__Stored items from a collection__
** Begin **

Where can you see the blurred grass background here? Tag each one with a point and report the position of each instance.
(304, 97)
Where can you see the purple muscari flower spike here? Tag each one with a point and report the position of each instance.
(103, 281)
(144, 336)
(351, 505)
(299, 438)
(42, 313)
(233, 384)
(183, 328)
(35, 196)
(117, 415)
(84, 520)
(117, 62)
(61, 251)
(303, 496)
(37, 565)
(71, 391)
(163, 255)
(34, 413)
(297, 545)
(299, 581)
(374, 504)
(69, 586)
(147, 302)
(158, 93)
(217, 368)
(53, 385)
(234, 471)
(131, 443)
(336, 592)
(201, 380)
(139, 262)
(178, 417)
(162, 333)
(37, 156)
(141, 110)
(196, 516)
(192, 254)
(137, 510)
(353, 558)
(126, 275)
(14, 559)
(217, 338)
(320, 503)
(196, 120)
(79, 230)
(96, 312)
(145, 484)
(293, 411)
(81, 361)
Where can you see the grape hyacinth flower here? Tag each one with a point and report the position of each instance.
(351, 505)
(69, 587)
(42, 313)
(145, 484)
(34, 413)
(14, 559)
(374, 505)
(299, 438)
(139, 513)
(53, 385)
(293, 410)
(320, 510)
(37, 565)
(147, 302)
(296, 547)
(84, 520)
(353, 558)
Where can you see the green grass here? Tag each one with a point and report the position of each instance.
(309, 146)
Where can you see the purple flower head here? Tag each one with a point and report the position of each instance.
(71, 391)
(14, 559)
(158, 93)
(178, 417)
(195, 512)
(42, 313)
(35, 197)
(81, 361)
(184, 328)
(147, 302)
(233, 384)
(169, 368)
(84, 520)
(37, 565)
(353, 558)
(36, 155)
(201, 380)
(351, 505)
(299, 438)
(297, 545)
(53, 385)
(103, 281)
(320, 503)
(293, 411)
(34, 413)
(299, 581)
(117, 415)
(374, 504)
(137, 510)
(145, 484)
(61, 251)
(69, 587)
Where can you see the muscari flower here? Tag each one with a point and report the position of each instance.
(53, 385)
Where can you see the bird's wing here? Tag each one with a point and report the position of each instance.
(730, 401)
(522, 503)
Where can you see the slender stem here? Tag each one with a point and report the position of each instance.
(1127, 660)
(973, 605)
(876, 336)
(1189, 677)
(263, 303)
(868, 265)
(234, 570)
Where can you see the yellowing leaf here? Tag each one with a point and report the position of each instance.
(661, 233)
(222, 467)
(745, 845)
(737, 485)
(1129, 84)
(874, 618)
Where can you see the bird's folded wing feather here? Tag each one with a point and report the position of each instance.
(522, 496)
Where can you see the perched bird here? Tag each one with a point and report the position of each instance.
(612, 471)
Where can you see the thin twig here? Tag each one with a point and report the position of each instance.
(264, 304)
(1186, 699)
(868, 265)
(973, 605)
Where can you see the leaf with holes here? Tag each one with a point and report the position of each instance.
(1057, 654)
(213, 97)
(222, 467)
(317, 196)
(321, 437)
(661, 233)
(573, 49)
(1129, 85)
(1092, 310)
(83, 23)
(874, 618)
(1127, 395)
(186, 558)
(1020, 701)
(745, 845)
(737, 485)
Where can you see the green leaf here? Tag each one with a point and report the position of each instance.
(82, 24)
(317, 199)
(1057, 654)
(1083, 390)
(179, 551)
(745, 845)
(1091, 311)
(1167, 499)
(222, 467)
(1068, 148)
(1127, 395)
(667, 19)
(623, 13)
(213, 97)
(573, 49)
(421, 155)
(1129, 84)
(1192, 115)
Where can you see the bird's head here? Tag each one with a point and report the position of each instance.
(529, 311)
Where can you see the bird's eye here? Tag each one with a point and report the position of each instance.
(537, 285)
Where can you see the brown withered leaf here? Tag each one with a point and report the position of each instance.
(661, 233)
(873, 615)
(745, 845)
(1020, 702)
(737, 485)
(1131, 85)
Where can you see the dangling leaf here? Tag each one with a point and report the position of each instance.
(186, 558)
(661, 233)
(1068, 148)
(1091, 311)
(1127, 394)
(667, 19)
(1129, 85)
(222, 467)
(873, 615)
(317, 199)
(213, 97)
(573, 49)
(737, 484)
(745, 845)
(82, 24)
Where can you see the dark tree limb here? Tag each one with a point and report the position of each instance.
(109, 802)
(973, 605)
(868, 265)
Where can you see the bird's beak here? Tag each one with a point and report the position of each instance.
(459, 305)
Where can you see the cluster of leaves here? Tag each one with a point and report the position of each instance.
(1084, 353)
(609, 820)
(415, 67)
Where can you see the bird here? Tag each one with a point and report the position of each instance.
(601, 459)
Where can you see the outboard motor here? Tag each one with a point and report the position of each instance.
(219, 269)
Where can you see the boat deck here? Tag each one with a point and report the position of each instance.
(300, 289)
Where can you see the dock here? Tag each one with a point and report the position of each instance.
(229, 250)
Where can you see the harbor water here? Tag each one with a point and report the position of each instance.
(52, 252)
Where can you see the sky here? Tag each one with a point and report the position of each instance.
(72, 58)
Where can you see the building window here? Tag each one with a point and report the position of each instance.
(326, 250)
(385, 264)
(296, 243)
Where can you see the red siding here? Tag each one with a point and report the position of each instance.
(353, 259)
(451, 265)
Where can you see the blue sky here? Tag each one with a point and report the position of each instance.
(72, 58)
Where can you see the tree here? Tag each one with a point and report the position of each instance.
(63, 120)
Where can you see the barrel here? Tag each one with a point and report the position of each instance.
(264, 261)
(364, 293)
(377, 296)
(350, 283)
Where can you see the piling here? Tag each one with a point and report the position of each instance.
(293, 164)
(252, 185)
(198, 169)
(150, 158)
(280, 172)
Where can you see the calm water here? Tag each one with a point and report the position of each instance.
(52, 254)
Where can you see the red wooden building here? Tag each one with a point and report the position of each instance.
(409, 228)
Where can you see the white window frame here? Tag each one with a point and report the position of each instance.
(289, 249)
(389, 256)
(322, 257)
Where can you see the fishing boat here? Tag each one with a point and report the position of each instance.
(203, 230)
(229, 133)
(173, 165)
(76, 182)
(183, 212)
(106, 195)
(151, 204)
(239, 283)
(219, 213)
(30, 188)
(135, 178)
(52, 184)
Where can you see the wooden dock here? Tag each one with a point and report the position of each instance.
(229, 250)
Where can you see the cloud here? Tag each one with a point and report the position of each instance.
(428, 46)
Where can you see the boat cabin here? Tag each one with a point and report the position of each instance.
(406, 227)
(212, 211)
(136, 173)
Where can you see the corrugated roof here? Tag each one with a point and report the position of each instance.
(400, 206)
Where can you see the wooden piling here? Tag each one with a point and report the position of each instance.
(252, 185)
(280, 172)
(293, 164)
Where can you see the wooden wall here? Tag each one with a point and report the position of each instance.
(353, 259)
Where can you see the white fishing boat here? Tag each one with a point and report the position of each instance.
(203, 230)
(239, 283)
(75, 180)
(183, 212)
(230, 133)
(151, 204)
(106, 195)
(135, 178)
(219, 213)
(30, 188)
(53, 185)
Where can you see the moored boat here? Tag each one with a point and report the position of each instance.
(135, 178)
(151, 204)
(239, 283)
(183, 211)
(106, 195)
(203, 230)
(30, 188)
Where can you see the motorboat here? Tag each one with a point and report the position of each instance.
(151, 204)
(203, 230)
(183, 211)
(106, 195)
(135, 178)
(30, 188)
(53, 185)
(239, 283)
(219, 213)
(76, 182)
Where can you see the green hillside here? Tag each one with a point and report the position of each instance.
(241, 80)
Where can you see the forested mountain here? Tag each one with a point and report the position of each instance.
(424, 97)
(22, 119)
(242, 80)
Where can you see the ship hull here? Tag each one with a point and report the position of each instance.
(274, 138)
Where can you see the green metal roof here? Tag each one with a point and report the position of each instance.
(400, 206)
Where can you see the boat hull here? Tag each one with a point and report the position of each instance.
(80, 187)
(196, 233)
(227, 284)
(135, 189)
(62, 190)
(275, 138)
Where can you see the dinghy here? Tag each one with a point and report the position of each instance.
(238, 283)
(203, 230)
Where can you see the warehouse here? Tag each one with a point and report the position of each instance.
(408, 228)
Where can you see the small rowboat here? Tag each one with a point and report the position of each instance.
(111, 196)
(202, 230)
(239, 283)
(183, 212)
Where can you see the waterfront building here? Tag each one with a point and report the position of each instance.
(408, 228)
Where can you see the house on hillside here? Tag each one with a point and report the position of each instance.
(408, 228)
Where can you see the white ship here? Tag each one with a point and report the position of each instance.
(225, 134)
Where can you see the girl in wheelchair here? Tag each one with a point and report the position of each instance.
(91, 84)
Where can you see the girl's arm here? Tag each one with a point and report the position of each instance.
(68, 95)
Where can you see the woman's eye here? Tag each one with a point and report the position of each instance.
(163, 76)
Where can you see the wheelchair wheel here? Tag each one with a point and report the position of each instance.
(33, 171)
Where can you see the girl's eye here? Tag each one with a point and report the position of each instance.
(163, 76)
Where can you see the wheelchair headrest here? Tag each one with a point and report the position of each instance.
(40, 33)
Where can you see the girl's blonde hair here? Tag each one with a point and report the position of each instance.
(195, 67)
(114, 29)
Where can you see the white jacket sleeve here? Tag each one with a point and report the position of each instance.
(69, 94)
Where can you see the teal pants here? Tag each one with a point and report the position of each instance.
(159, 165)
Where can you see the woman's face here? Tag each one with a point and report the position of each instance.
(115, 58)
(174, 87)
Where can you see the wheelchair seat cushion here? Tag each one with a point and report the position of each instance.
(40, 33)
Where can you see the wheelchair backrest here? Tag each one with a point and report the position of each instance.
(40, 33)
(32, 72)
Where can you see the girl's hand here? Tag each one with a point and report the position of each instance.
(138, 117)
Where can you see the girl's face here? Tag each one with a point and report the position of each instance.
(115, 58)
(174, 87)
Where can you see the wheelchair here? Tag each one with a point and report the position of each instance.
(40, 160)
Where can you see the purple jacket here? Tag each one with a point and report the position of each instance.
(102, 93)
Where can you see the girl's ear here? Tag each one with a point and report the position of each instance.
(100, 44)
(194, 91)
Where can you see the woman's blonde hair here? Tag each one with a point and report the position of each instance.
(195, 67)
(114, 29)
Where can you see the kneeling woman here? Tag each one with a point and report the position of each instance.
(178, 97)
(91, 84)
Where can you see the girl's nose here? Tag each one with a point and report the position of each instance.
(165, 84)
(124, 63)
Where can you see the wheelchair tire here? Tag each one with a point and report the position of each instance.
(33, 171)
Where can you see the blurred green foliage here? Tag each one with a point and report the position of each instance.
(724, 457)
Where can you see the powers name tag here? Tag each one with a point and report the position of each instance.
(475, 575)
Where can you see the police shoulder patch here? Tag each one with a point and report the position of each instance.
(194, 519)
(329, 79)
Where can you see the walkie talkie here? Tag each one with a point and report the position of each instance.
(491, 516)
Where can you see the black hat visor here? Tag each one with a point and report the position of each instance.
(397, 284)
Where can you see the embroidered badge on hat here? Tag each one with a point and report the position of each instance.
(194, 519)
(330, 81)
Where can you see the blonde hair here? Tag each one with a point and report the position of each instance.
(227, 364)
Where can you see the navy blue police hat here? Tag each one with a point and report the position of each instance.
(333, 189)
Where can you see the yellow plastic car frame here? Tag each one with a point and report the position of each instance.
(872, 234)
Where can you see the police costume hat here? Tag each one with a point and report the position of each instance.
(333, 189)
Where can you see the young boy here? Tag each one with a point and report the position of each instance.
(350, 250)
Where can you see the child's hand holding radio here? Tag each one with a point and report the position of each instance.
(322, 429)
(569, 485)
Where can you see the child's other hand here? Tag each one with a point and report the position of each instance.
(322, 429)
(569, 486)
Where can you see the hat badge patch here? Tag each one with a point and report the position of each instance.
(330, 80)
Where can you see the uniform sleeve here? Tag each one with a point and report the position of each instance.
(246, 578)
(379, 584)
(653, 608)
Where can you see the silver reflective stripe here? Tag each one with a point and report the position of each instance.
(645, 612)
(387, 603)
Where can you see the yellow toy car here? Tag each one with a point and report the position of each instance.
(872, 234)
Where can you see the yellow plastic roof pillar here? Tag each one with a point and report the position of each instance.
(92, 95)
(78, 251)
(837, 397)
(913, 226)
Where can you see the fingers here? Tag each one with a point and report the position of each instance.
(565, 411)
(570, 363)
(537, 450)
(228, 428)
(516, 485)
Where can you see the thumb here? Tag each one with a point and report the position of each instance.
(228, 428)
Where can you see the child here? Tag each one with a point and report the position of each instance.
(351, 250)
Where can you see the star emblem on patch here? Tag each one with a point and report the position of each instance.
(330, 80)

** End **

__Given request__
Reproduce verbatim the lines of the data from the line containing "Where can you see the fingers" through the final line of the data, both ends inclusive.

__The output__
Where can you see the fingers here? Tag each one with a point and report the position of each instance.
(565, 411)
(570, 363)
(537, 450)
(228, 428)
(516, 485)
Where can you see the thumb here? Tag each one with a point and report the position of each instance.
(228, 428)
Where can you see the child here? Tag each one with a point and report the position of each instance.
(351, 250)
Where can you see the star emblem on patch here? Tag each one with a point and report the position of each instance.
(330, 80)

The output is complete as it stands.